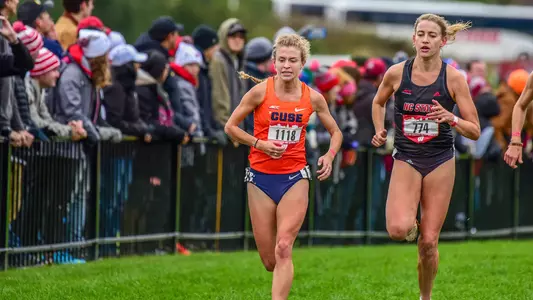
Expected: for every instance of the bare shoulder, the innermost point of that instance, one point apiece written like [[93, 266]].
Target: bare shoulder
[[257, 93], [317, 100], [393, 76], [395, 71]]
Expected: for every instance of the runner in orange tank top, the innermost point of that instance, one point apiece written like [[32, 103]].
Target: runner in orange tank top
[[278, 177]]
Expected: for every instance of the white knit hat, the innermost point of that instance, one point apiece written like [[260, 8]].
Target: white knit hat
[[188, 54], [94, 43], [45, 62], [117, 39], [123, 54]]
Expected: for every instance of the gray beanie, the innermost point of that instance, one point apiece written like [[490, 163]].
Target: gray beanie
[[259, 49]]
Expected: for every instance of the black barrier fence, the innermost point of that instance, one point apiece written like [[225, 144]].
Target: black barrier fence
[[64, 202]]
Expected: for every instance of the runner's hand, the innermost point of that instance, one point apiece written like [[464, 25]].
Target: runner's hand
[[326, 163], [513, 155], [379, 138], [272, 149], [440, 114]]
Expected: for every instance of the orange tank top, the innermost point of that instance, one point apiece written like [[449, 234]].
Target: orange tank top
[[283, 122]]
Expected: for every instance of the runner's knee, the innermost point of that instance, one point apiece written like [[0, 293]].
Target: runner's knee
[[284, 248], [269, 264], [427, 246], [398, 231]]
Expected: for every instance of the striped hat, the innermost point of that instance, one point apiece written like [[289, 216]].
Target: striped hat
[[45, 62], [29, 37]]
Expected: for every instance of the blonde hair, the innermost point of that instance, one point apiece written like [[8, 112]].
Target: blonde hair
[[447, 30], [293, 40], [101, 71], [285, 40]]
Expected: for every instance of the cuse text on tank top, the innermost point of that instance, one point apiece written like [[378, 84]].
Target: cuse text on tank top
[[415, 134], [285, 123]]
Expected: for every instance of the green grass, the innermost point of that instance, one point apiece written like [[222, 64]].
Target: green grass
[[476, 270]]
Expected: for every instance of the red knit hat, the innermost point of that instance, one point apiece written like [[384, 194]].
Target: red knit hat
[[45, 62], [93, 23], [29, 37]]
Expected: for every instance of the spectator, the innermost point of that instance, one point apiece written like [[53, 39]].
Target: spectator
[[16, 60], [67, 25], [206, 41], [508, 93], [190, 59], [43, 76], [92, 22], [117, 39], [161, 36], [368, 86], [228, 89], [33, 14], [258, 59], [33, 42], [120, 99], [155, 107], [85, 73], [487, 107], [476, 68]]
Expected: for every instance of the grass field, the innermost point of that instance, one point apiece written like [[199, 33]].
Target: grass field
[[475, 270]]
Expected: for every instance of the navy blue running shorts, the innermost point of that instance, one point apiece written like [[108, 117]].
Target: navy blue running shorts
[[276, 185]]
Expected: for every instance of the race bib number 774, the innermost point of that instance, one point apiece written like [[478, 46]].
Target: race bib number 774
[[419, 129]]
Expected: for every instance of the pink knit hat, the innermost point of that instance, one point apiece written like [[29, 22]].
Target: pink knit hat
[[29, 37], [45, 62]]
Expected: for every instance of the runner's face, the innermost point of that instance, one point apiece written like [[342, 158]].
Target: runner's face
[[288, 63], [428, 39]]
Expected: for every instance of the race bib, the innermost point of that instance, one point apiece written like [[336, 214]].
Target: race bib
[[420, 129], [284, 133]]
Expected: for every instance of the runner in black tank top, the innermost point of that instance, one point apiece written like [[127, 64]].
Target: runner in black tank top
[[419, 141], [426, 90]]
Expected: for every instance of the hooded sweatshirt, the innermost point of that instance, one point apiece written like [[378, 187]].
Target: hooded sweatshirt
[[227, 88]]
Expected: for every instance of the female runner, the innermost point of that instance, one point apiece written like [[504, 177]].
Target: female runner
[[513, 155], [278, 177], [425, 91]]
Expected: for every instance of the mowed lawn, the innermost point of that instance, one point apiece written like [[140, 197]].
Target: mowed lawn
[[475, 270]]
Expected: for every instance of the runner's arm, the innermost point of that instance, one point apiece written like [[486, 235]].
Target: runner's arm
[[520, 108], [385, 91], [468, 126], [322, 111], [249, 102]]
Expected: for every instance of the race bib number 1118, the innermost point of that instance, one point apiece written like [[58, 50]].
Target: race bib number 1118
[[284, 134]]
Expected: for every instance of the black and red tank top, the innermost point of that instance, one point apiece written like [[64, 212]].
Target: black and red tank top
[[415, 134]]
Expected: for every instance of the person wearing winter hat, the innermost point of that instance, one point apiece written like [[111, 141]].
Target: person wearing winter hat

::::

### THE PROBLEM
Show a copy of each line from the data that includes the word "wearing".

### WRITTEN RESPONSE
Expected: for every instance of the person wearing winter hat, the innermost point of that instance, one point apiece written like [[111, 141]].
Target: person wearing winter hat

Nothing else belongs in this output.